(Records for identifying positions)
┏━━

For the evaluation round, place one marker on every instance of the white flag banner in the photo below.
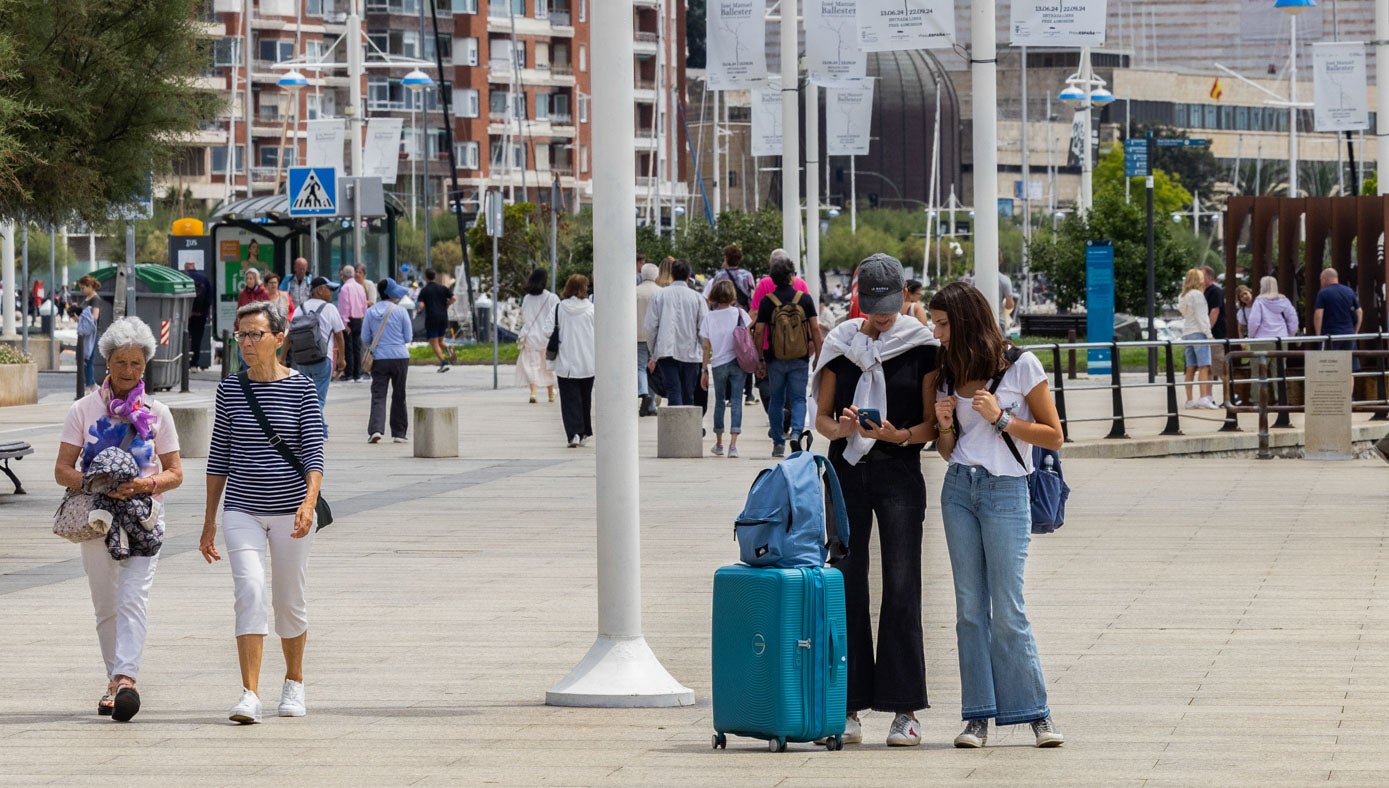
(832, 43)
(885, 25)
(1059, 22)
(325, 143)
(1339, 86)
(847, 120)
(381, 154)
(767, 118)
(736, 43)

┗━━
┏━━

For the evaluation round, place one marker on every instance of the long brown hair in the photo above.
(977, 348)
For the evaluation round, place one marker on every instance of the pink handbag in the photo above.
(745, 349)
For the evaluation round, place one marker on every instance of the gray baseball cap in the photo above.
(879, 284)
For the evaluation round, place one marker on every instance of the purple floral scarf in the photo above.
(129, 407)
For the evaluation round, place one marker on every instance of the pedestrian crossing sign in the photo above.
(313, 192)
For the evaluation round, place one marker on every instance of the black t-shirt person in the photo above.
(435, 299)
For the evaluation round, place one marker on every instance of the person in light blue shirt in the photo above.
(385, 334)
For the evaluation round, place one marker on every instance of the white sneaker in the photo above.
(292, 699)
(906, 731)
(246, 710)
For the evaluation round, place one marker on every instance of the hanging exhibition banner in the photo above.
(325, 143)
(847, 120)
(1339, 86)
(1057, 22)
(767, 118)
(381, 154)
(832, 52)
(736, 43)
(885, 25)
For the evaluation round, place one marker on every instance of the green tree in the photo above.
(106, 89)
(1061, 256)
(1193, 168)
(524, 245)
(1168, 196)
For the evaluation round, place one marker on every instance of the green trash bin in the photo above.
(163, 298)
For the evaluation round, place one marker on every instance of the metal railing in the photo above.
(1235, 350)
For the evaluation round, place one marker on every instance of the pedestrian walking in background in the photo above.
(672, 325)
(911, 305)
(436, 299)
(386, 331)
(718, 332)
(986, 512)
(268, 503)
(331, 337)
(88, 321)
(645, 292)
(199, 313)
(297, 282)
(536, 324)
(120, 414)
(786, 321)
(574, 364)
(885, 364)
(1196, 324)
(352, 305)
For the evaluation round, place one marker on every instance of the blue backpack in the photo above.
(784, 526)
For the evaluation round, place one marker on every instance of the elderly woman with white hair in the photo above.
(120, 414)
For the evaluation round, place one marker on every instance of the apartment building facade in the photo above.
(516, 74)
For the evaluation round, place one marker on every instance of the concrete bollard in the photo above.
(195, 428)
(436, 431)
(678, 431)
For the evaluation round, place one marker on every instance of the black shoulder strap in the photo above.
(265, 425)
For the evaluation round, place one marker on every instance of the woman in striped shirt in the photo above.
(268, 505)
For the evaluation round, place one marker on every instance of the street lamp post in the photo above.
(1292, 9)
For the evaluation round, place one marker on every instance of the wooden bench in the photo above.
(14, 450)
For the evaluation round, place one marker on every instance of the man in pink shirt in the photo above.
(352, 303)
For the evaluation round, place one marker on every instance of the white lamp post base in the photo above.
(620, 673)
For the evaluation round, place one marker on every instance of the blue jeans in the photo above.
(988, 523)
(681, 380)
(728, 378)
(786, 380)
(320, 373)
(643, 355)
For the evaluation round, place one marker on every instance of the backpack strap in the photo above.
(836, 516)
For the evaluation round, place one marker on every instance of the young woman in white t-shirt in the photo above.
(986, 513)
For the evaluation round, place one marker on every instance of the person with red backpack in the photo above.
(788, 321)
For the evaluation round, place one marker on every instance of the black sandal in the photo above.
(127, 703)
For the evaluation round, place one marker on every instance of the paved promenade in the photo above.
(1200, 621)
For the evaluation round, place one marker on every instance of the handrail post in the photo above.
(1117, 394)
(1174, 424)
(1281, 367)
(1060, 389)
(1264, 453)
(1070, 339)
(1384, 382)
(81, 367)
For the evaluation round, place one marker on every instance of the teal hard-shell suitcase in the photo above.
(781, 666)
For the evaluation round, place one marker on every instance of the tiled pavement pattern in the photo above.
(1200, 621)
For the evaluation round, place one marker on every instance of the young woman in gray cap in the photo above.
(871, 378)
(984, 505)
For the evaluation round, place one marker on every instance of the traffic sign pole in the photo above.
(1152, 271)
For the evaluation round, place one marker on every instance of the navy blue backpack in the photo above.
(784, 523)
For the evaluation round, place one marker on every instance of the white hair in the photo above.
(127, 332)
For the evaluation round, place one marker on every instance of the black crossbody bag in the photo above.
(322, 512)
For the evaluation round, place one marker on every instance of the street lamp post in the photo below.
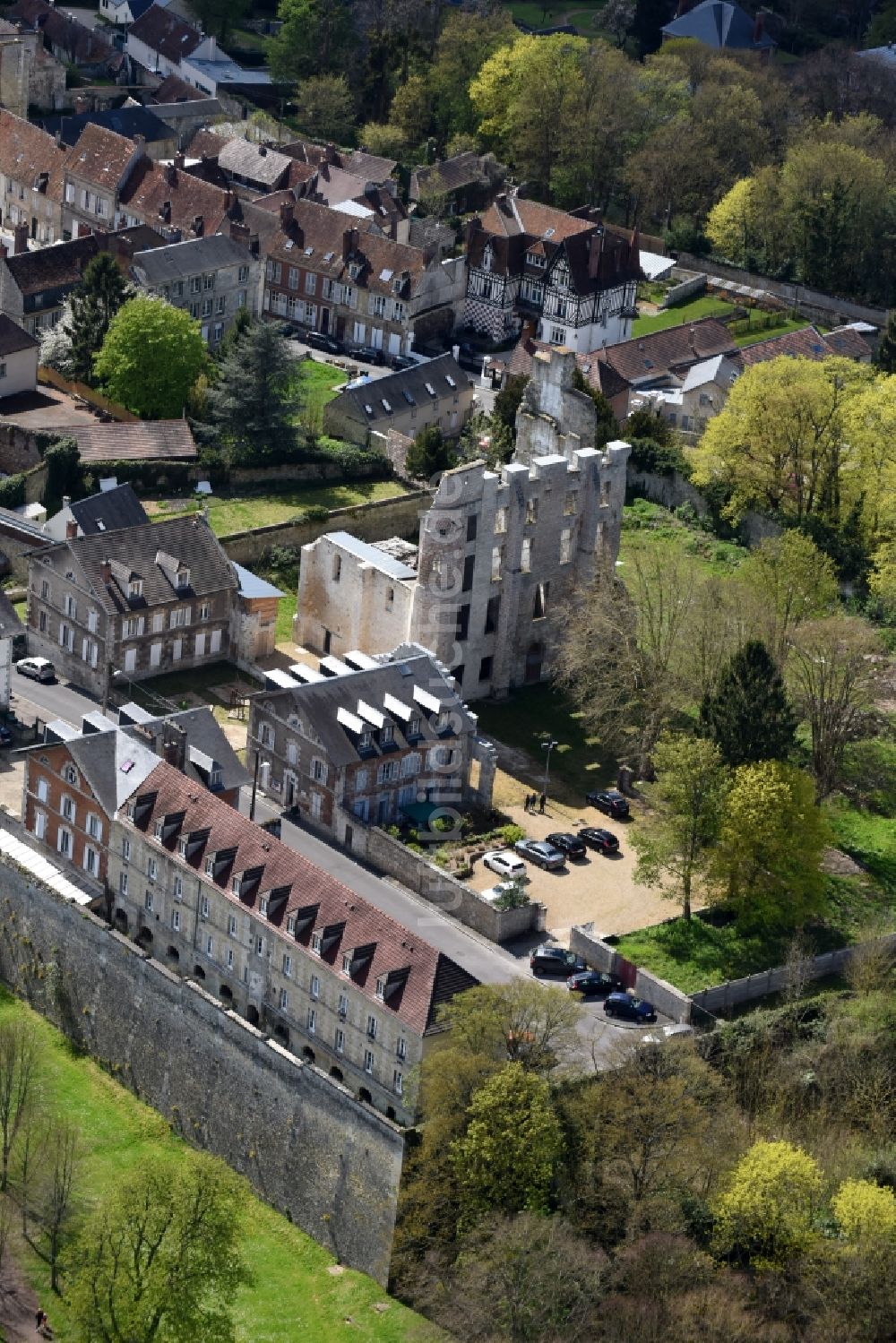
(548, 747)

┗━━
┏━━

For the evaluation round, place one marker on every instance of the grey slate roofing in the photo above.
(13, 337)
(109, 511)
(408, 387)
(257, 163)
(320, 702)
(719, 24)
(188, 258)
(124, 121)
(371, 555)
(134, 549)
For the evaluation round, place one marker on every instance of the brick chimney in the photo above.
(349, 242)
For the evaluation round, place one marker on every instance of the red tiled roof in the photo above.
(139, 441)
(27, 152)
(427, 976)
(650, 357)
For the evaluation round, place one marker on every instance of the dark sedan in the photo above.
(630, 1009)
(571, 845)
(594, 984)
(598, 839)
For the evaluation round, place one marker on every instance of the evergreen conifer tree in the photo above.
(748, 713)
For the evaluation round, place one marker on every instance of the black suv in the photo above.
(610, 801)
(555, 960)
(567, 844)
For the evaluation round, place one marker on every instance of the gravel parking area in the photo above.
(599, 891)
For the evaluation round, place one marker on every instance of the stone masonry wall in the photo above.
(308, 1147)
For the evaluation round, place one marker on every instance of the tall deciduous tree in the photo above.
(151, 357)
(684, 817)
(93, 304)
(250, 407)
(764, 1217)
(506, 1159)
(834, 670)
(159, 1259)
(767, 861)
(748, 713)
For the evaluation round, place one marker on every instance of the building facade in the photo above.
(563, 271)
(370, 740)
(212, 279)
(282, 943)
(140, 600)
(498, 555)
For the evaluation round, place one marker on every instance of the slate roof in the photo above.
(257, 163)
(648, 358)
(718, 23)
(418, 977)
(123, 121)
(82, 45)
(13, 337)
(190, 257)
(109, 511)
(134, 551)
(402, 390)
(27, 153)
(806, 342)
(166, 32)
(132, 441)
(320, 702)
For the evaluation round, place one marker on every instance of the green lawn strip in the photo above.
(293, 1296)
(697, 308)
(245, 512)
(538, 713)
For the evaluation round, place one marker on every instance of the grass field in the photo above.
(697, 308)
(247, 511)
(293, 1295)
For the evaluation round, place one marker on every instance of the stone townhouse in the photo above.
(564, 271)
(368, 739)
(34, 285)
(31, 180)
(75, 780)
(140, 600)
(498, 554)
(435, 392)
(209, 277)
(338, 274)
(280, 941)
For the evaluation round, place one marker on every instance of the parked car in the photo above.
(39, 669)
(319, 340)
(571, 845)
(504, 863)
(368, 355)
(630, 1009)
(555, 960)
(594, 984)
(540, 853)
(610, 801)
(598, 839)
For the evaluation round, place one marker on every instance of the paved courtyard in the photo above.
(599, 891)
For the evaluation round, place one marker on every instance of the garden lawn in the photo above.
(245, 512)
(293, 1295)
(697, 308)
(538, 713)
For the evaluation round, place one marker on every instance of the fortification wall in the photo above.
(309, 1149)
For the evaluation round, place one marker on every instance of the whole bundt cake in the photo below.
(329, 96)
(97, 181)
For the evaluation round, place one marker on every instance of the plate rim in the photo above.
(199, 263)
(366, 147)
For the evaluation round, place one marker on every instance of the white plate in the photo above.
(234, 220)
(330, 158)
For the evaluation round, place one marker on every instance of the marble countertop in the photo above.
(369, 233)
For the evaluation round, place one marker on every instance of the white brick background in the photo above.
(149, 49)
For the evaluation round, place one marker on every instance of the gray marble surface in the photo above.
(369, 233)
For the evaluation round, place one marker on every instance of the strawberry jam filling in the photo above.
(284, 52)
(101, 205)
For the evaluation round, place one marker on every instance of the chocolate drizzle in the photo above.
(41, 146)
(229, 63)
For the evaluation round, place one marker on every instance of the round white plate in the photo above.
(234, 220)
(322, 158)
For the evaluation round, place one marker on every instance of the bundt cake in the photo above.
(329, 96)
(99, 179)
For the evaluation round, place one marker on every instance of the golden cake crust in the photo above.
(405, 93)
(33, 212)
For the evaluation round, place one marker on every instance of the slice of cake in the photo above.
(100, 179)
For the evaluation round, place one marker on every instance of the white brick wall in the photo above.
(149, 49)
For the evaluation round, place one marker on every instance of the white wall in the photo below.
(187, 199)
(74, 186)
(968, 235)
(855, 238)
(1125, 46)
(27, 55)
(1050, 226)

┗━━

What is being asked = Write out the records as a numbered list, from the line containing "area in the photo above." through the line containing "(308, 1147)", leaving out any blank lines.

Correct result =
1. For the evaluation round, place one marker on every instance of the gravel parking area in the photo above.
2. (599, 891)
3. For the evaluation round, place one marker on every instance of the stone masonry wall in the photo above.
4. (308, 1147)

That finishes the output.